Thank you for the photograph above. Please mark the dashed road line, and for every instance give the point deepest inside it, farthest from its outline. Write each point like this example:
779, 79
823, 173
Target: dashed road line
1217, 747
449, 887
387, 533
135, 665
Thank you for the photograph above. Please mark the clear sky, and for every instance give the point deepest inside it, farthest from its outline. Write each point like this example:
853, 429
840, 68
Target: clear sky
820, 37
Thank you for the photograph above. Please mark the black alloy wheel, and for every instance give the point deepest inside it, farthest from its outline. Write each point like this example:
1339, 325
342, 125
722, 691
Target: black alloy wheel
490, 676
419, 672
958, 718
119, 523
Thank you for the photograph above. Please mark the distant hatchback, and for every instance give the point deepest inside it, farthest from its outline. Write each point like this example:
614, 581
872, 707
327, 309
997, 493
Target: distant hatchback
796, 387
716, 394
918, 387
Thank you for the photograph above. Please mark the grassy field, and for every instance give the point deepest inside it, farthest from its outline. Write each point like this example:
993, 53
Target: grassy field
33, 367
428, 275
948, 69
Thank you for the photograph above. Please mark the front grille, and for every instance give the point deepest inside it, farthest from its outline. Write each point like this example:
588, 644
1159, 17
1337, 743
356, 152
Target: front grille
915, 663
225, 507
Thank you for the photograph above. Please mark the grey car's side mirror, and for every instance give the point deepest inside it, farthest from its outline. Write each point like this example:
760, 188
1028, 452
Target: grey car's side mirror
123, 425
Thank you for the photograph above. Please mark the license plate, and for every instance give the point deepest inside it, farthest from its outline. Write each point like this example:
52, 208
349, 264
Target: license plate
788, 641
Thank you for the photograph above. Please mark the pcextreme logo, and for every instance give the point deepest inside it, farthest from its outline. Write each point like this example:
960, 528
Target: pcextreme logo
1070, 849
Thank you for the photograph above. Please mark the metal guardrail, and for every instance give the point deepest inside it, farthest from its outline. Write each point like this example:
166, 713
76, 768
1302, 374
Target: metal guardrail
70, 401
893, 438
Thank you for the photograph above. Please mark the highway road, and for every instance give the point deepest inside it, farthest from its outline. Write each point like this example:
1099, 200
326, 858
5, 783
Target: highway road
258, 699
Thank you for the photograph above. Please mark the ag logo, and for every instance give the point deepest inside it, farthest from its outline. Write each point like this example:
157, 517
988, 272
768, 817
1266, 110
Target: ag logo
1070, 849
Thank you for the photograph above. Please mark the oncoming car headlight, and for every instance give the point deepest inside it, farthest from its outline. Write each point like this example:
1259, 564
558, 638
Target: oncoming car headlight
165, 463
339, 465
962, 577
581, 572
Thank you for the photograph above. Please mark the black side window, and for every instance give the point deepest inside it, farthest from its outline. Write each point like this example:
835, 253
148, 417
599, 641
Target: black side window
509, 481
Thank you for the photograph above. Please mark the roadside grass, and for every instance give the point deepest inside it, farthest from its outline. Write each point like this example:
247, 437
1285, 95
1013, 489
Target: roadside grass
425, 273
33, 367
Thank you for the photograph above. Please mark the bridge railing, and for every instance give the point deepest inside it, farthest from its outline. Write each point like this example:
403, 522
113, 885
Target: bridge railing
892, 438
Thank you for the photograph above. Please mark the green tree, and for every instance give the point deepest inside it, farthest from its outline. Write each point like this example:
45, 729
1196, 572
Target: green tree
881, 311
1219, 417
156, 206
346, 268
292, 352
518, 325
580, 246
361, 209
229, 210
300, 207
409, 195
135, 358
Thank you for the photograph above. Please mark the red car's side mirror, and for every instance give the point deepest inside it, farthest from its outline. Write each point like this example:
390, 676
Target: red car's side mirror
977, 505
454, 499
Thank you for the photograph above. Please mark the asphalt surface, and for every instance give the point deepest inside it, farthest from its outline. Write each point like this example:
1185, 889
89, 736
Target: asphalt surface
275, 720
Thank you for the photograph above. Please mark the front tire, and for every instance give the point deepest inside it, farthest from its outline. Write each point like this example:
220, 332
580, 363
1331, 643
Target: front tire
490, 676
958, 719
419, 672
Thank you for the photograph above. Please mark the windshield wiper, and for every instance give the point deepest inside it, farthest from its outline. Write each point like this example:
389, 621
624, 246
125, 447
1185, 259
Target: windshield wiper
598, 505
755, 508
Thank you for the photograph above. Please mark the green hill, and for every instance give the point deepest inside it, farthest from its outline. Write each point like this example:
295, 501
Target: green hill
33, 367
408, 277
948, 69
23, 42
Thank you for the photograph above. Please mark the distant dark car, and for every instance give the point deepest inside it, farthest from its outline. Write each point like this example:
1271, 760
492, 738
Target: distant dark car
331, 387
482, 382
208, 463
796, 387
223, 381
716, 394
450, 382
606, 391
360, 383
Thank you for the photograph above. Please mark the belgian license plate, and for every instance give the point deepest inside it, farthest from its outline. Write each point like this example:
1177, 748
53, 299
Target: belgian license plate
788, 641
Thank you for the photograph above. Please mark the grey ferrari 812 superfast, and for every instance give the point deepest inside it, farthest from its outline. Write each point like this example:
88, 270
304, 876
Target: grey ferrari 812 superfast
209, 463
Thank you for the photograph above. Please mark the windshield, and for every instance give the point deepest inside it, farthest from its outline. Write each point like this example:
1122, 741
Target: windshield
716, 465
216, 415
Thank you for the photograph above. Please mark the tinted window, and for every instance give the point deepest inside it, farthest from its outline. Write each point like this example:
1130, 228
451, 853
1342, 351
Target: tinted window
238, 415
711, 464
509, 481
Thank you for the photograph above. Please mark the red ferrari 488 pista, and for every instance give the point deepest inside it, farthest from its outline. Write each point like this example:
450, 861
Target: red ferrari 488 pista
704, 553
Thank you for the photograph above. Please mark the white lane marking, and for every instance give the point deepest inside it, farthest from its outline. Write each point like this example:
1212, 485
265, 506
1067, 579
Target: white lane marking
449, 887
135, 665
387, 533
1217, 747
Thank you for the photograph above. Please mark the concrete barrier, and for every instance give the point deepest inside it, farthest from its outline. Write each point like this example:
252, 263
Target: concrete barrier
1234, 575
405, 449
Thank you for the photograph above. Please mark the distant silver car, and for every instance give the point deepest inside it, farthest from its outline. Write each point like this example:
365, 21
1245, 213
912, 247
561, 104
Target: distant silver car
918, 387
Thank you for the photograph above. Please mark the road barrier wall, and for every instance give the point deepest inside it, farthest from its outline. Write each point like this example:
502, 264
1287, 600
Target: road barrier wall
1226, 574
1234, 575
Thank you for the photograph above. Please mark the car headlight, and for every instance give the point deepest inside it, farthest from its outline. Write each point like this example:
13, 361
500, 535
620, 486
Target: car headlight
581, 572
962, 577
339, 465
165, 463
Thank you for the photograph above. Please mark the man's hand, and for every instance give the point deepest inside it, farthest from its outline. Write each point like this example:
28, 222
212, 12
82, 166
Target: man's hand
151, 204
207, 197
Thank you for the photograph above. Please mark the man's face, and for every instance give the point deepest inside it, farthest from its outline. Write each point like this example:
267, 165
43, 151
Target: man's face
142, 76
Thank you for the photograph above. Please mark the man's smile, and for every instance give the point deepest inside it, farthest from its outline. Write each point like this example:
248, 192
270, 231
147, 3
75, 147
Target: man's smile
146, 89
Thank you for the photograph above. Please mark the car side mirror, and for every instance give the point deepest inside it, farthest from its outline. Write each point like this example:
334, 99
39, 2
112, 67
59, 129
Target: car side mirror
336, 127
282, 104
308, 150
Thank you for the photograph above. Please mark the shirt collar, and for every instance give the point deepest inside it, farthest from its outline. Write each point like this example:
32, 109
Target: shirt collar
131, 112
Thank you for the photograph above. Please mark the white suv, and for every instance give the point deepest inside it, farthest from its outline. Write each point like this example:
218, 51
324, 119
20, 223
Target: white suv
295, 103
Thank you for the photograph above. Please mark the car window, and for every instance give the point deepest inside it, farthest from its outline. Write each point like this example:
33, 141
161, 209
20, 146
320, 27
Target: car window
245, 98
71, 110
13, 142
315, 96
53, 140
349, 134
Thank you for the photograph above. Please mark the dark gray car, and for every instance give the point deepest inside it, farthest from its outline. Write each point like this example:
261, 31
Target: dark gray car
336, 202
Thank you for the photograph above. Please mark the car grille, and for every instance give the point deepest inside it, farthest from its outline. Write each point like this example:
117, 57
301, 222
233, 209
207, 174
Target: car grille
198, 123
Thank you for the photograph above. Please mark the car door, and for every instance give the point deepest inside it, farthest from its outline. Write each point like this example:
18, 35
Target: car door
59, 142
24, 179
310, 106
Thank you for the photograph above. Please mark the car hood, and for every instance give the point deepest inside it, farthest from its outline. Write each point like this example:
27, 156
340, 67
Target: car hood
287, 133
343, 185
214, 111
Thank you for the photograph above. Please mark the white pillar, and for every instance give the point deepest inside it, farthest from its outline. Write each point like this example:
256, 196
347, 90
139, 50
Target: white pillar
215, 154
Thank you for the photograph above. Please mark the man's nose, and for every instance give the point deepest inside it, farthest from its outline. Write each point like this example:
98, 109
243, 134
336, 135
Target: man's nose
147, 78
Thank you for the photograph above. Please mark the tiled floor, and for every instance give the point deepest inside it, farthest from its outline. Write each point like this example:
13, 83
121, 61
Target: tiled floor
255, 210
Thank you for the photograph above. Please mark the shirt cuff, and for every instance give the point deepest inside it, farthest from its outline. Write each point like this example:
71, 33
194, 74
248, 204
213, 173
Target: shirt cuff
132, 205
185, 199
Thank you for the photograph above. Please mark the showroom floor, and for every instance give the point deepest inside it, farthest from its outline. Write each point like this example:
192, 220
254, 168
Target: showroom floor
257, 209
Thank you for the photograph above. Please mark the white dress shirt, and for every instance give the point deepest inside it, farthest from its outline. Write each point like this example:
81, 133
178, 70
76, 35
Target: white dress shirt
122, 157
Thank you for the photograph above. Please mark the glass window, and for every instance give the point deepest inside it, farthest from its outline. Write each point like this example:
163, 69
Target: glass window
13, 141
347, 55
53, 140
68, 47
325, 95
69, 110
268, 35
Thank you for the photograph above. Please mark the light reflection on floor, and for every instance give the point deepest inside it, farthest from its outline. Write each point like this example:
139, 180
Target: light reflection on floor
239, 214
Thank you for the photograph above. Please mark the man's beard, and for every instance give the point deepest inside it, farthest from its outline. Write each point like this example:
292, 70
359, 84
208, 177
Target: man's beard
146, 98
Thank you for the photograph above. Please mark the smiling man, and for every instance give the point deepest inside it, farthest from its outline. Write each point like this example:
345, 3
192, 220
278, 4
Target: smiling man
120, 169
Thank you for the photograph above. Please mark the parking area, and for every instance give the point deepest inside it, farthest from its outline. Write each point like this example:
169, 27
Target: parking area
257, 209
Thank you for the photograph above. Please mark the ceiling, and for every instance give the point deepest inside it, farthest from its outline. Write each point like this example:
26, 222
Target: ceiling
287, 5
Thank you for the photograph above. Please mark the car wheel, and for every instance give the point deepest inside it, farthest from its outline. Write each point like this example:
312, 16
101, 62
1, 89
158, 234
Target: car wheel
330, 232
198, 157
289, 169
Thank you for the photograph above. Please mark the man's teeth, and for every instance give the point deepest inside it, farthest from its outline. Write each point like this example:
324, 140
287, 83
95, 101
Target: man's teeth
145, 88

· · ·

Exercise objective: Once the line with "Target: grey ferrari 812 superfast" is found in the records above, print exactly that line and every line after it through the line with "Thank you for the photograph above. Please mark the road barrier".

Result:
Target: grey ferrari 812 superfast
209, 463
Thank you for the photograph above. Please mark the windshield, and for every instance give the point deepest inside it, farthest from its outline. Write each point like this example:
1122, 741
Target: windshield
716, 465
216, 415
Thank you for the photograph above. Please mark the tinted window, and for every instance give the point deepest inside it, farthest from its outline. Write each point like this example:
1130, 228
451, 853
1342, 351
Target: tinted window
238, 415
711, 464
509, 481
Thank you for the photograph above. Please mark the red ferrari 488 pista, and for every instance give the point deepest inside it, farthest from its outline. Write each point like this example:
450, 861
Target: red ferrari 488 pista
704, 553
Thank you for the photograph above. Please mark the white lane marking, and for every instance give the point deepest inside it, farthest from its outline. Write each point like this example:
1212, 485
265, 506
1067, 579
Target: white lane marking
449, 887
135, 665
387, 533
1217, 747
Thank you for the photograph above. Please mark the concrete barrier, and for every instance give the point deepest inside it, farthest from its outline. Write each point like this example:
252, 263
Target: concrete barrier
1234, 575
405, 449
Thank you for the photograph above. Please mark the distant silver car, and for every instance give the point deepest inside it, farthest from its outline. Write each point like this example:
365, 21
1245, 213
912, 247
561, 104
Target: distant silver car
918, 387
Thank you for the photograph above. Please mark the road barrier wall, and for every instance give the point deepest inside it, farthest from its outline. Write each point like this example:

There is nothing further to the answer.